## Job:
Copy out all of the material below, substituting "biggest circle" for each occurrence of "largest circle" and changing nothing else.

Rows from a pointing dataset
--- begin ---

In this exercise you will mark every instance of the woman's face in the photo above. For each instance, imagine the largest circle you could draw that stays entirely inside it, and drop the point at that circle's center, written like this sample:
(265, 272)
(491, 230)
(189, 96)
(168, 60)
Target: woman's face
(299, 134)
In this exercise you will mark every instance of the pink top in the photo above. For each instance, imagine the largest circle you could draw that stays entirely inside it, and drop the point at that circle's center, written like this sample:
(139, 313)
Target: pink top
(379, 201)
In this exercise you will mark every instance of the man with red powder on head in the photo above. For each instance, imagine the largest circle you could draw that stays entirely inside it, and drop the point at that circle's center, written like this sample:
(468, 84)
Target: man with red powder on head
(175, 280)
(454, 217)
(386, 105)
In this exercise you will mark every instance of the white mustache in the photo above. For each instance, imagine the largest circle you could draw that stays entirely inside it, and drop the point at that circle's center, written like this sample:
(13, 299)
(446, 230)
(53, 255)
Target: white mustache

--- end ---

## Reply:
In this exercise you will mark every instance of the woman's face in the photo above. For each instance, imagine the biggest circle you could draw that stays entirely inside it, and drop the point at that circle's center, written like this sample:
(265, 272)
(491, 230)
(189, 96)
(168, 60)
Target: woman's face
(299, 134)
In this exercise you will mark every instance of the pink top in the photo above. For each instance, imagine the biggest circle you could draw that stays entirely inside it, and drop the point at that circle's center, written like this sample:
(139, 313)
Target: pink top
(379, 201)
In this exercise you will mark every instance of the man with red powder on head in the photo above. For each instance, imagine the biggest circle you could draw that stays entirely inside it, and drop the point at that circle's center, written like this sample:
(468, 84)
Target: man with red powder on head
(175, 280)
(454, 217)
(386, 105)
In this exercise you will mark every instance of the white mustache in the photo above. For each instance, imagine the biggest circle you could draw that stays entirely inside it, and drop the point at that circle's center, written like this sample:
(13, 299)
(446, 230)
(53, 255)
Target: white mustache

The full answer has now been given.